▶ **What you have to do**
A faithful transcript of all the lines below, with no pictures, is the goal here.

▶ **Exercise input**
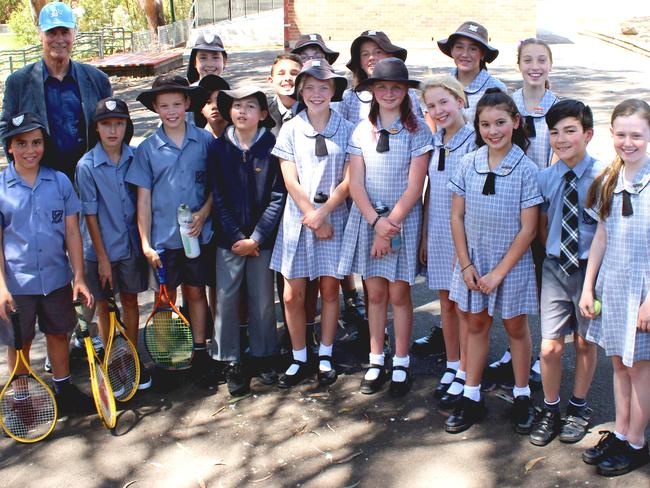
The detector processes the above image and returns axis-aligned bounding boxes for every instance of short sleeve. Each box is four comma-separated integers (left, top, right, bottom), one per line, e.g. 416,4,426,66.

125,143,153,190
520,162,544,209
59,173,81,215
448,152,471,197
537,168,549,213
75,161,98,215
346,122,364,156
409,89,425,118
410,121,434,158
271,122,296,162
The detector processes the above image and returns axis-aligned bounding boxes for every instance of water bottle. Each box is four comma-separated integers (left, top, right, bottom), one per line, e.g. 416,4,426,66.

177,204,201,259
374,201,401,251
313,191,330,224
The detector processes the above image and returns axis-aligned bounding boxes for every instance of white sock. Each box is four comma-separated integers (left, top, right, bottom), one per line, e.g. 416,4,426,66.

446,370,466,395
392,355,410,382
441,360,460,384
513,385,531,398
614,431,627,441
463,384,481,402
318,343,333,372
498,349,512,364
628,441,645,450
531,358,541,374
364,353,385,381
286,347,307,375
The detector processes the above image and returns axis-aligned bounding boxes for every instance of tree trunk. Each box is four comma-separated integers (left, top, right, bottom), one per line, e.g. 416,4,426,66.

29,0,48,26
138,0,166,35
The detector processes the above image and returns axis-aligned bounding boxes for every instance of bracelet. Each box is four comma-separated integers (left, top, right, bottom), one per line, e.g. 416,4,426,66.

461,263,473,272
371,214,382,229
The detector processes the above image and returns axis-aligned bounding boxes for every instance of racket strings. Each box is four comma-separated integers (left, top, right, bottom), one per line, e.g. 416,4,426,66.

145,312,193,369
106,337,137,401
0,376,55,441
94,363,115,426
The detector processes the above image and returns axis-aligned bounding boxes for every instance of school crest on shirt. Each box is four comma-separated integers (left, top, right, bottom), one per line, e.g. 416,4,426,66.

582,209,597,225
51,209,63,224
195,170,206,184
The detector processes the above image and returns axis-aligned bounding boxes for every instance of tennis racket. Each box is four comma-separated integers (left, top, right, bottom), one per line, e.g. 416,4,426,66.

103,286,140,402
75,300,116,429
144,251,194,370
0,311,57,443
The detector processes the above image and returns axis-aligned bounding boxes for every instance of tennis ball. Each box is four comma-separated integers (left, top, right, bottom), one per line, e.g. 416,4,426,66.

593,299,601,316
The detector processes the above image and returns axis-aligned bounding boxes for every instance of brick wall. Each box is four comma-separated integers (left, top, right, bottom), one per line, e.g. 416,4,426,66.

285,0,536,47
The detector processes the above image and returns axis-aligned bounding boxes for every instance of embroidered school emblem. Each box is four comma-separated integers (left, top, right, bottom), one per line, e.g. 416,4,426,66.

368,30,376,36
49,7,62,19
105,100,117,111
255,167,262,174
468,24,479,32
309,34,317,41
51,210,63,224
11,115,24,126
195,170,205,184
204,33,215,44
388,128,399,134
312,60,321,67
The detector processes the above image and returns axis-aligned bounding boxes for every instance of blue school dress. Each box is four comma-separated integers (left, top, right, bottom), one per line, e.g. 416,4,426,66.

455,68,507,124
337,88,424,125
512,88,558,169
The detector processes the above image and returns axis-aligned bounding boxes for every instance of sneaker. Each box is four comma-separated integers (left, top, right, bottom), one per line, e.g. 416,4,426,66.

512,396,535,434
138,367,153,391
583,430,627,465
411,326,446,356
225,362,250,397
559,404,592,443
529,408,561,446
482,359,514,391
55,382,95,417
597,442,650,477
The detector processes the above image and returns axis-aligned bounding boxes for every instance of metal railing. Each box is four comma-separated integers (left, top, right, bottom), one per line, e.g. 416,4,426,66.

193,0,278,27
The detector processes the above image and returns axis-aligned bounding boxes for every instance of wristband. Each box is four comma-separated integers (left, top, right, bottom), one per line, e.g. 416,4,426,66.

▶ **Exercise response**
The detector processes the above image and returns axis-aligned bounding boxes for every instance of short sleeve. Each box is four comma-separated integers (left, top, right, bottom), one per line, e.g. 416,4,426,66.

125,143,153,190
520,162,544,209
59,173,81,215
448,152,471,197
537,168,549,213
75,161,98,215
346,122,364,156
409,89,425,118
410,121,434,158
271,122,296,162
The detector processes the above image and returns axis-aligned bounding boxes for every instance of water bottle. Each box is four comma-separated integers (left, top, right, bottom), one per line, e.g. 416,4,426,66.

177,204,201,259
374,201,401,251
313,191,330,224
The detector processes the above image and returns axis-aligned bounding boxes for every instance of white sock. Each box is four comma-separated integers (left, top, right, bottom), one per line, e.g. 416,4,426,66.

446,370,466,395
392,355,410,382
441,360,460,384
513,385,531,398
614,431,627,441
463,384,481,402
318,343,333,372
498,349,512,364
628,441,645,450
531,358,541,374
364,353,385,381
286,347,307,375
The detector processes the above image and returns axis-aligned bounding boxes for every instance of tree trunk. Each box is four comma-separated integers (left, top, right, bottom), one per line, e.g. 416,4,426,66.

29,0,48,26
138,0,166,35
The detector processes the above image and returns axis-aligned bounding boxes for every instance of bracelet. Each box is four comma-separated integers (left, top, right, bottom), one per line, e.g. 416,4,426,66.

461,263,473,272
371,214,382,229
The detector processes the above image and returns axis-aligned bounding boxes for every instance of racket strings. Each box is four comma-separated integers (left, top, right, bottom), one per line, e.g. 416,4,426,66.

145,312,193,369
106,337,137,401
0,376,55,441
94,363,115,426
The detector processes the above image and returns axis-aligned bounding boxes for every instance of school crest on shirt. Each box is four comma-separated integers (left, top, right, bottom), one per line, e.g. 416,4,426,66.

582,209,597,225
51,209,63,224
195,170,206,184
The detector processes the above image and returns axis-aligned bounding boxes for every instance of tennis racket. Each box is four comma-separated integers (left, top, right, bottom), one per line, e.g. 416,4,426,66.

103,286,140,402
75,300,116,429
144,251,194,370
0,311,57,443
The detector processes the above image and returns axis-aligned bounding boxes for every instance of tennis ball. Each box is four comma-separated integers (left, top, right, bottom), one per line, e.g. 416,4,426,66.

593,299,601,316
The detector processes the above image and returns axis-aligned bounding boxes for every instance of brick wall. Each box is four comma-separated integers (left, top, right, bottom), one per line, e.g. 416,4,426,66.

285,0,536,47
The detector processes the above image and returns axis-aligned bounding boxes for every instance of embroidered school emblem. Each box is four comma-separated integers (left, top, right, bottom), one per line, e.g. 416,4,426,66.

368,30,376,36
49,7,62,19
105,100,117,111
255,167,262,174
468,24,479,32
309,34,317,41
51,210,63,224
11,115,24,126
195,170,205,184
204,33,215,44
388,128,399,134
312,60,321,67
The detector processes the above image and returns axis-aligned bounding boxes for every instance of blue school dress. Each box is four comma-separated integers (left, top, right, bottom), one per line, e.g. 416,4,426,66.

455,68,507,124
337,88,424,125
512,88,558,169
The detector processes the above image and returns axis-aligned bounding boxes for every instance of sneaker. Each box is four comma-separated integers (left, top, right, bottom), one per line, e.g. 416,4,426,66.

512,396,535,434
138,367,153,391
583,430,627,465
411,326,446,356
225,362,250,397
559,404,592,443
529,408,561,446
482,359,514,391
55,382,95,417
597,442,650,477
The detector processes the above image and returns axis-aligned bounding boxes for every instance of metal railing. Each box is four comma-separated integers (left, top, right, bottom), one per line, e.g. 416,4,426,66.

193,0,278,27
The detector processes the above image and returns axis-aligned bounding boxes for every instance of wristband. Each box is four comma-separated integers (left, top, right, bottom), one per line, e.g. 416,4,426,66.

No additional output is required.